What to do.
1. Transcribe the seminar abstract below word for word, starting with "In order for" and going on through "clinical environment safer.".
2. List every system component that the seminar abstract below names in parentheses as part of the clinical environment.
3. Answer these questions from the seminar abstract below:
(a) On what day and date is the seminar held?
(b) What does the abstract say has highlighted the safety crisis?
(c) What does the abstract call a first step in making the clinical environment safer?

Text passage.
CDM Seminar Series 2003-04


Abstract:

How safe is that hospital?
Qualitative and quantitative models of medical error

Meghan Dierks, MD
Harvard Risk Management Foundation

Wednesday, May 12
2nd floor lounge 32-250

Concerns about patient safety are nowhere more acute than now. The safety crisis is highlighted by medical malpractice judgments that have reached historic proportions. What accounts for the significant but unexpected variations in medical care? What initiates the sequence of faults that leads to an adverse event? Once a sequence is initiated, what accounts for propagation in some cases and recovery in others? Why has it been so difficult to anticipate and manage anything other than patient-specific risk?

In order for us to answer these questions, we need to look beyond the patient and the individual provider, at the system in which the care is delivered. The clinical environment is an extraordinarily complex system of care. Being able to model important interactions and interdependencies between different system components (staff, instrumentation, protocols, procedures, information, communication, and scheduling cycles) and the sequence of events that lead to a particular adverse event is a first step in making the clinical environment safer.

Given data.
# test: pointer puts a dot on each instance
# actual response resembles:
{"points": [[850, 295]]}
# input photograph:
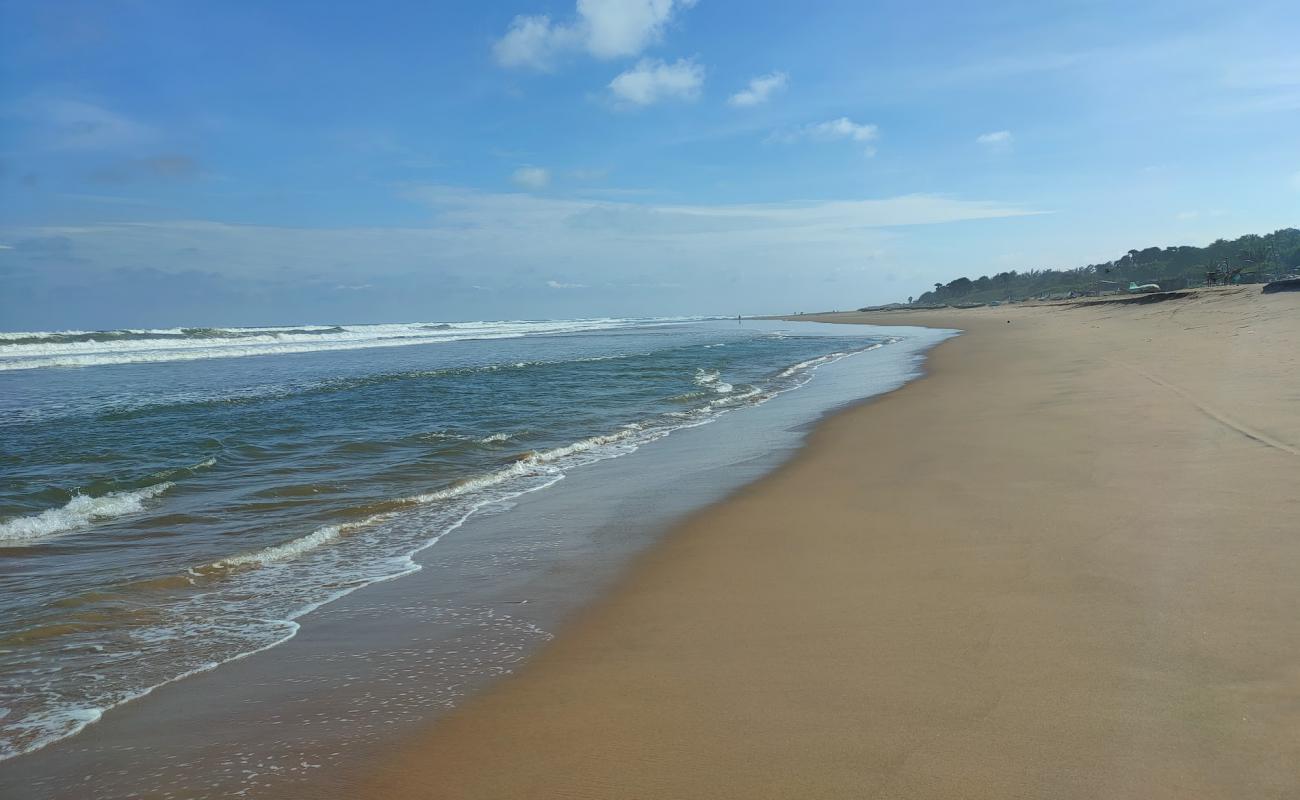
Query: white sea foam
{"points": [[40, 349], [81, 511], [382, 546], [289, 549]]}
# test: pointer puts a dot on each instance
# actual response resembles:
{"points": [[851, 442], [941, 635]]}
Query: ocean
{"points": [[172, 501]]}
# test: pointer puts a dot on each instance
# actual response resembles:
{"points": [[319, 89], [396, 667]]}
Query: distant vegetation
{"points": [[1251, 258]]}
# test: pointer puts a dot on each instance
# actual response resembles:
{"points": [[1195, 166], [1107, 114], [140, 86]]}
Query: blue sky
{"points": [[260, 163]]}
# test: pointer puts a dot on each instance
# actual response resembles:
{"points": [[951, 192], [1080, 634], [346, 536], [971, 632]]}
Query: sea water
{"points": [[176, 500]]}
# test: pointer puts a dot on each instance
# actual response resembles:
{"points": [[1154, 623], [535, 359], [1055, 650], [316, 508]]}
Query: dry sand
{"points": [[1064, 565]]}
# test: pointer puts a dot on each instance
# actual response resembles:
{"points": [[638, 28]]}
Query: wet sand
{"points": [[1064, 565]]}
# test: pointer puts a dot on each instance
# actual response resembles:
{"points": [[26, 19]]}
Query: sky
{"points": [[238, 163]]}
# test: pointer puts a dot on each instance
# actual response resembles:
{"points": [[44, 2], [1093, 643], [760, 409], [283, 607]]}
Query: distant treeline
{"points": [[1251, 256]]}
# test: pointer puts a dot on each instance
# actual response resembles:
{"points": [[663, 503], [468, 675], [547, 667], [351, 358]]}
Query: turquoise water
{"points": [[173, 500]]}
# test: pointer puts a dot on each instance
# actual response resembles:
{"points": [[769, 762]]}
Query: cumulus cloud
{"points": [[532, 177], [759, 90], [844, 128], [996, 139], [605, 29], [651, 81]]}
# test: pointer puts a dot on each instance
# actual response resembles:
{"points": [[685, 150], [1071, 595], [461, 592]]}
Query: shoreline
{"points": [[1026, 589], [373, 667]]}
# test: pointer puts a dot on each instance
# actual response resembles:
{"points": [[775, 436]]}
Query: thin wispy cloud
{"points": [[603, 29], [995, 141], [532, 177], [759, 90], [78, 125], [841, 129], [654, 81]]}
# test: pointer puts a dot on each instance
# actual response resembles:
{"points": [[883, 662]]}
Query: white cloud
{"points": [[844, 128], [651, 81], [76, 125], [840, 129], [532, 177], [759, 90], [996, 139], [629, 258], [605, 29]]}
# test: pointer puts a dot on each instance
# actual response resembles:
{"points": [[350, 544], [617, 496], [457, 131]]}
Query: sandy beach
{"points": [[1062, 565]]}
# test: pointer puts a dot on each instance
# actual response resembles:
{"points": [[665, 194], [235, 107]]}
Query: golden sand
{"points": [[1064, 565]]}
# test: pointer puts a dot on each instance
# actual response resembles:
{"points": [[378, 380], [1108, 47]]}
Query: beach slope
{"points": [[1062, 565]]}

Exercise results.
1.
In order for us to answer these questions, we need to look beyond the patient and the individual provider, at the system in which the care is delivered. The clinical environment is an extraordinarily complex system of care. Being able to model important interactions and interdependencies between different system components (staff, instrumentation, protocols, procedures, information, communication, and scheduling cycles) and the sequence of events that lead to a particular adverse event is a first step in making the clinical environment safer.

2. staff, instrumentation, protocols, procedures, information, communication, scheduling cycles

3.
(a) Wednesday, May 12
(b) Medical malpractice judgments that have reached historic proportions.
(c) Being able to model important interactions and interdependencies between different system components and the sequence of events that lead to a particular adverse event.